[Records voor het labelen van regio's]
▼

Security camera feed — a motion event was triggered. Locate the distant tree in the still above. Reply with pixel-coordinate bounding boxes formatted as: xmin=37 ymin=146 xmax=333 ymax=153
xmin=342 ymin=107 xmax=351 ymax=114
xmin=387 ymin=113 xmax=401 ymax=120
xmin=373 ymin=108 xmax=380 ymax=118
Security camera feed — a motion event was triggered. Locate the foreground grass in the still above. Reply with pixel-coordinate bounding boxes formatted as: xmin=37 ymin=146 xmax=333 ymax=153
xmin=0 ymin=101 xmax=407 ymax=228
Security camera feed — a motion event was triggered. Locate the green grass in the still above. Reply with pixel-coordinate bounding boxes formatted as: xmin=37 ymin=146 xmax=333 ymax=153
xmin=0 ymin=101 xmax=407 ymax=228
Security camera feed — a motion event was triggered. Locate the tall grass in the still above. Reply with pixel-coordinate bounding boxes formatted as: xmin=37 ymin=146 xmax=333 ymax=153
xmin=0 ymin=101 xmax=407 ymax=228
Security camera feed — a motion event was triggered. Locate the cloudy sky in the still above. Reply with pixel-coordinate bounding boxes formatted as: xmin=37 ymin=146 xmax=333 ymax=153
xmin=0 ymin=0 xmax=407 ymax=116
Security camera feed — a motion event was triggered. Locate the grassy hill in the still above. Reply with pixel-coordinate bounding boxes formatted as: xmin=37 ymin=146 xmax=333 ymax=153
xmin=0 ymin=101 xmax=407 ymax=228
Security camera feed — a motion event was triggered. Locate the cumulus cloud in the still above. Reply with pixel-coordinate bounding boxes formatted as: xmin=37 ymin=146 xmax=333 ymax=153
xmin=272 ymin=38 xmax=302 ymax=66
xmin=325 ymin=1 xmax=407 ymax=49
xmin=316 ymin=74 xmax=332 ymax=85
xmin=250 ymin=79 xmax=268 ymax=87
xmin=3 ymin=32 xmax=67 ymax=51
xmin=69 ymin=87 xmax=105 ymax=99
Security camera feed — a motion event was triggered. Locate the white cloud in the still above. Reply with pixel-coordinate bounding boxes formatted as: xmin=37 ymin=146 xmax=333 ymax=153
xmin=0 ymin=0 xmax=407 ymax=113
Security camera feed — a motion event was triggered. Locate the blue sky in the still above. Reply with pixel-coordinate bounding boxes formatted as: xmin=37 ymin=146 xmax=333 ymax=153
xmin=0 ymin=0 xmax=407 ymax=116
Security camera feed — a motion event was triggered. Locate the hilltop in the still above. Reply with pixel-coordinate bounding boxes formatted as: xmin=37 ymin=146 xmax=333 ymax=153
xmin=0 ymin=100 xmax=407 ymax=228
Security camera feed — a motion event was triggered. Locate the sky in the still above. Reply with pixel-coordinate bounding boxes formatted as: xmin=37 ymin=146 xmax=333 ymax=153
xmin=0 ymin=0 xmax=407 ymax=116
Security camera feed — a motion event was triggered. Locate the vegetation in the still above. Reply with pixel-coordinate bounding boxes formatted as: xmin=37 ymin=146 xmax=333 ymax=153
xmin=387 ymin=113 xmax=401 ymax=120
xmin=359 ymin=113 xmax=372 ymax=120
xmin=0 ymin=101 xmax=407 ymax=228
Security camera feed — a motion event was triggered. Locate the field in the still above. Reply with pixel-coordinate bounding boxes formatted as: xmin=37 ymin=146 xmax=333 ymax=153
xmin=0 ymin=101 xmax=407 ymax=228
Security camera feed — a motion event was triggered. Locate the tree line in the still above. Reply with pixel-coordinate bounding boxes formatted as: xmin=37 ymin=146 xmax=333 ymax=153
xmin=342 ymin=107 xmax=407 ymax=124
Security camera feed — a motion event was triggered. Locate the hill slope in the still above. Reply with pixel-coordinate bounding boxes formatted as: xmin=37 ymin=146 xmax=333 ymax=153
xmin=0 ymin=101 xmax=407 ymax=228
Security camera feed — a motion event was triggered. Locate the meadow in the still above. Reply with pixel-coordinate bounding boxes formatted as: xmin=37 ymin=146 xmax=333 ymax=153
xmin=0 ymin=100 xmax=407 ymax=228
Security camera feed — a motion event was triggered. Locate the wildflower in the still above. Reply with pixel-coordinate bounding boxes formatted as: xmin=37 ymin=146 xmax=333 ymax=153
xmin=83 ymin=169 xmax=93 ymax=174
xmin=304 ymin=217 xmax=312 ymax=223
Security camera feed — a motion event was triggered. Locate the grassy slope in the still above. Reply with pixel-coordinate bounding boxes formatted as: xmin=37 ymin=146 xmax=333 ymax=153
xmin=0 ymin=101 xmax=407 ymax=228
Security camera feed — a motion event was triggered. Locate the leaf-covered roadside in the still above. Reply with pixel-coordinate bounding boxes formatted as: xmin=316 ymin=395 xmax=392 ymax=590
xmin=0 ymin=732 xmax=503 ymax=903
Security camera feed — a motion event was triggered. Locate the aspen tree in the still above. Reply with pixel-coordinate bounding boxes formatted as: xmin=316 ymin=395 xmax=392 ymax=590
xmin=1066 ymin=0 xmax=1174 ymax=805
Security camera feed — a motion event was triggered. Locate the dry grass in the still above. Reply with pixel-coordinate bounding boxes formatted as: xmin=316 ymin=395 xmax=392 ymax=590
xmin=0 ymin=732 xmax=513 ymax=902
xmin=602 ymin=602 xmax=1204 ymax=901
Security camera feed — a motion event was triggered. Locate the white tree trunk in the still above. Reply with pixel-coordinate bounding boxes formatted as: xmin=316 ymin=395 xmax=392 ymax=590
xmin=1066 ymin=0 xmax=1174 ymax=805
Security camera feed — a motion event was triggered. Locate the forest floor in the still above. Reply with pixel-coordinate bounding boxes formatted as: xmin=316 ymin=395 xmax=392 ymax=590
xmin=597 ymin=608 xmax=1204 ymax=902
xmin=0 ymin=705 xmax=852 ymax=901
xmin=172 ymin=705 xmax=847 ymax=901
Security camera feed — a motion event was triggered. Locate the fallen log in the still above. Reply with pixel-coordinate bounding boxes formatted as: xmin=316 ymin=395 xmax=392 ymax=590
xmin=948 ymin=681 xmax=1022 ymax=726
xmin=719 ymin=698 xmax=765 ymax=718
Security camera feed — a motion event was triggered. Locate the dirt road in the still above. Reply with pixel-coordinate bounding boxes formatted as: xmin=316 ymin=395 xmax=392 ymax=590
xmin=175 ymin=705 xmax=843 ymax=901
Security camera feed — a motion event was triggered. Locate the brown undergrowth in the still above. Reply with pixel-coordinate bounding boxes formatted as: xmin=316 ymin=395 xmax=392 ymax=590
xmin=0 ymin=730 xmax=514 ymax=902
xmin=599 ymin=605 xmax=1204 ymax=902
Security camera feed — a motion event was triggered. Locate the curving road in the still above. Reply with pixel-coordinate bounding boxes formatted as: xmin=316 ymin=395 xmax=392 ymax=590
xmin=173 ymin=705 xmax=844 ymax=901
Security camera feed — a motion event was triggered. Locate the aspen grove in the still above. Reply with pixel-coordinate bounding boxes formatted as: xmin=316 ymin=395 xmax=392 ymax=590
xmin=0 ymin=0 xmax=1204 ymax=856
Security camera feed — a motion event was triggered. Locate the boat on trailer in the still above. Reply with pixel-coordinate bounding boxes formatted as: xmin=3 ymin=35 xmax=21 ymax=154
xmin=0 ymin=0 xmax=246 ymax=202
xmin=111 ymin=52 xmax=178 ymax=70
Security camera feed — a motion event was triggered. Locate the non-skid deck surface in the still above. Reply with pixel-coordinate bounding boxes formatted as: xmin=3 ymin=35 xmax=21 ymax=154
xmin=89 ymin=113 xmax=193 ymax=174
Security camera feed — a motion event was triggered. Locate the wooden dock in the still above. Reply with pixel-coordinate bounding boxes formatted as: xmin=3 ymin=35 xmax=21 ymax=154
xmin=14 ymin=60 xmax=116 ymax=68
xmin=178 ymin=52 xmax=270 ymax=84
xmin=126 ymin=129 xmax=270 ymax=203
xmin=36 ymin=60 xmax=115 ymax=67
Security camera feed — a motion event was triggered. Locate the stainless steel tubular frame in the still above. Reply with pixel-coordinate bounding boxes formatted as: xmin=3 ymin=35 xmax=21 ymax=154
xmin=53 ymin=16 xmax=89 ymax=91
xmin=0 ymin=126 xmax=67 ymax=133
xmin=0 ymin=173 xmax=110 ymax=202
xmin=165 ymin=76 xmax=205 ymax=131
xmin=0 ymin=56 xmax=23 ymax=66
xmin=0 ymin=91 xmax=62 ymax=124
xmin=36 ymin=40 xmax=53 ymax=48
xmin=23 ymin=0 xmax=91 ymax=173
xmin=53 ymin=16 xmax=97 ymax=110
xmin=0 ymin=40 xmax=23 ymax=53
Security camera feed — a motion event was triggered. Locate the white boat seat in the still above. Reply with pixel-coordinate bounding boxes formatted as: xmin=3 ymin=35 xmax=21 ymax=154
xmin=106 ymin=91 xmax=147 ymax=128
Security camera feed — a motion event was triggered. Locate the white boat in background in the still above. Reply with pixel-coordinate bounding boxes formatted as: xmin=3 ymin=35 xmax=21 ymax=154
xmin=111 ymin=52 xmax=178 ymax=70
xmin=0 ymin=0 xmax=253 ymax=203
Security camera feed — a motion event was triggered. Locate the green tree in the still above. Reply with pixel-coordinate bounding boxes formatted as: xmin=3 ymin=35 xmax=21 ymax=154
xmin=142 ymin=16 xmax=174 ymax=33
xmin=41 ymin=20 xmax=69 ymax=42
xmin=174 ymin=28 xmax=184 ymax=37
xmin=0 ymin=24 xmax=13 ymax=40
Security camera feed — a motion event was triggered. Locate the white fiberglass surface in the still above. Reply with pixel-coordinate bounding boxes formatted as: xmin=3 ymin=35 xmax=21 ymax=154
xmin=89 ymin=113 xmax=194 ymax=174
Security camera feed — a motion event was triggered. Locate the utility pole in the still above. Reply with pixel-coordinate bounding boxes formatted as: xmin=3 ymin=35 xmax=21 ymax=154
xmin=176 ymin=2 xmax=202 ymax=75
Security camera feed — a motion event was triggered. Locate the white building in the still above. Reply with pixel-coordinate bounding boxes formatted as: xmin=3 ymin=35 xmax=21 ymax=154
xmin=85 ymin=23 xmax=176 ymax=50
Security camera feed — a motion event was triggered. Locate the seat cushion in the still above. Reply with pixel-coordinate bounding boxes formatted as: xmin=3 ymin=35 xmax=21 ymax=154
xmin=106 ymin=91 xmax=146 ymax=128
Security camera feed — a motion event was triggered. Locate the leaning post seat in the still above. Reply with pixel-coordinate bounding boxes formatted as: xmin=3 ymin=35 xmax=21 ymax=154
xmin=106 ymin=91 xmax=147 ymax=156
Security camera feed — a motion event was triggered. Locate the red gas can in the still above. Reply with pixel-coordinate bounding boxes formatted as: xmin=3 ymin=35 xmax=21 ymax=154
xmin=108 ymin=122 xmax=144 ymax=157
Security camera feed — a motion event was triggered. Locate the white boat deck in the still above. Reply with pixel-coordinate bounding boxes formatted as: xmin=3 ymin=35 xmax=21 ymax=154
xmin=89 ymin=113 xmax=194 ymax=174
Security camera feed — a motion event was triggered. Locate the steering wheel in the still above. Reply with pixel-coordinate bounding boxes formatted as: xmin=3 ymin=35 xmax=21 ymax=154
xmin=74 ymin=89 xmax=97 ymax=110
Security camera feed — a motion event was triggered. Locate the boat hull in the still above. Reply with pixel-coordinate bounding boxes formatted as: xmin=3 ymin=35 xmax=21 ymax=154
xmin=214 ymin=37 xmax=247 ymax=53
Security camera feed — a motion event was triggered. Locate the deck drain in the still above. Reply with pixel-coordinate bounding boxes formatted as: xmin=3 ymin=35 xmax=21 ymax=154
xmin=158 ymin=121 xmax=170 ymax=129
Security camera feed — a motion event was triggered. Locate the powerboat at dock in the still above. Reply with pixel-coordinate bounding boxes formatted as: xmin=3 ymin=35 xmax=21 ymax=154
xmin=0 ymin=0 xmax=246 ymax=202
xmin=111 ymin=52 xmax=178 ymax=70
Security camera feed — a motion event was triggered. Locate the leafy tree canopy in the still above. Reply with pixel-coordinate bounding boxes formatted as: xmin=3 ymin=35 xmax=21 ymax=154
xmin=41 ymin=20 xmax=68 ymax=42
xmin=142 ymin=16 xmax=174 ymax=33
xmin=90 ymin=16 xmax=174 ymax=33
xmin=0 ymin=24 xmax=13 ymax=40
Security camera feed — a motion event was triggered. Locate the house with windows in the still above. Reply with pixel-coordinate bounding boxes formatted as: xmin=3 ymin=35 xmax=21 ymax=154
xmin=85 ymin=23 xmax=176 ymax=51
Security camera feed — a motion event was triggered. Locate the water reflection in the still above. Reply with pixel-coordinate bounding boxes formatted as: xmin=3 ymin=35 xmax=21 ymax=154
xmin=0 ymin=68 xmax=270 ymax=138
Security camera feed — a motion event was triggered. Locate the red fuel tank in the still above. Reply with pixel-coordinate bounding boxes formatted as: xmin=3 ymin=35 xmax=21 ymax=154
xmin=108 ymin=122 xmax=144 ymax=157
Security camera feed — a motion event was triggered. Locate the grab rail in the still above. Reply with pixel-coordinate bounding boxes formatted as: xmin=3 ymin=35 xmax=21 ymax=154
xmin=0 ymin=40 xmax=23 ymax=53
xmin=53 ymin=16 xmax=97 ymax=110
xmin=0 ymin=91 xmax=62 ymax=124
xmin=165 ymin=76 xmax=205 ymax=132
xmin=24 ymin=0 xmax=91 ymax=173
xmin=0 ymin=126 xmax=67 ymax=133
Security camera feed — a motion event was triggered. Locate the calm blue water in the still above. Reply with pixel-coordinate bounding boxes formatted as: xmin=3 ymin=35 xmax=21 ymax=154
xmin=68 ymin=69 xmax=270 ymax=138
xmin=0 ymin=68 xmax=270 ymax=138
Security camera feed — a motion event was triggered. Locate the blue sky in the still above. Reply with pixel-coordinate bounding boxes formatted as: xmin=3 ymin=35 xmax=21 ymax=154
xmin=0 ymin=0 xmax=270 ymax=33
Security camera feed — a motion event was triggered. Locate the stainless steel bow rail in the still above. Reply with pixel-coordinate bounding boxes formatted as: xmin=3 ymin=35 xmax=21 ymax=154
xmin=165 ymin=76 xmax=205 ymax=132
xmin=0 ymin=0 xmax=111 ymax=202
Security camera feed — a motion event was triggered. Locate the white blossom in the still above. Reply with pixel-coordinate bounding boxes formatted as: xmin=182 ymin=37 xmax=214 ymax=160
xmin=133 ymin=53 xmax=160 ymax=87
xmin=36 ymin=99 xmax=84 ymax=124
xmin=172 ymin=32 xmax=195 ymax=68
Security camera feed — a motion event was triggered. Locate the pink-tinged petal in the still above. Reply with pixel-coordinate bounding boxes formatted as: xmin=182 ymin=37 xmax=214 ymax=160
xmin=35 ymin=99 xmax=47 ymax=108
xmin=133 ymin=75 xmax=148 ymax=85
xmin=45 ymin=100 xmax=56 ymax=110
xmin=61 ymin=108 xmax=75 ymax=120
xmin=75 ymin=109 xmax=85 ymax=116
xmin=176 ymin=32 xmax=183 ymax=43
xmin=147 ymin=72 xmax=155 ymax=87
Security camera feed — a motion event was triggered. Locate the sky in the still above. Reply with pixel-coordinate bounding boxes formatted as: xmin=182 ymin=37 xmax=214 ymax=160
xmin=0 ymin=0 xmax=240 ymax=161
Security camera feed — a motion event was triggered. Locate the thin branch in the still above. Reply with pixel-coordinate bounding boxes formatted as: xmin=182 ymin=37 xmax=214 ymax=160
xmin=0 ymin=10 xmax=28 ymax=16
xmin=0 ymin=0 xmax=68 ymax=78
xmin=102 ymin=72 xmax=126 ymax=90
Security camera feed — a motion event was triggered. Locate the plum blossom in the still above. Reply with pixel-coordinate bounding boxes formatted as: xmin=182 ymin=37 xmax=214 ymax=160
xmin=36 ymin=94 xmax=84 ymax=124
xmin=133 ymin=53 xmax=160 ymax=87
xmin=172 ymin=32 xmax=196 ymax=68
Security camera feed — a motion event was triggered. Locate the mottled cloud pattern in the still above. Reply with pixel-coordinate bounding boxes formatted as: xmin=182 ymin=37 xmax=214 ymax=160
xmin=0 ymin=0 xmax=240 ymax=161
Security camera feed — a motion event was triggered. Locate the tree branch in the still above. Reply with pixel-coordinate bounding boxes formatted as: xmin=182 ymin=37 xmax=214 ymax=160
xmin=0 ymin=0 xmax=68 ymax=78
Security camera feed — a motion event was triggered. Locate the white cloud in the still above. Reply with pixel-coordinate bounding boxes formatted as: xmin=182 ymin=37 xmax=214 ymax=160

▲

OPDRACHTVEREISTEN. Vermeld hoeveel regels van de records de tekenreeks "green" bevatten. Antwoord uitsluitend met dat getal.

ANTWOORD OP OEFENING. 2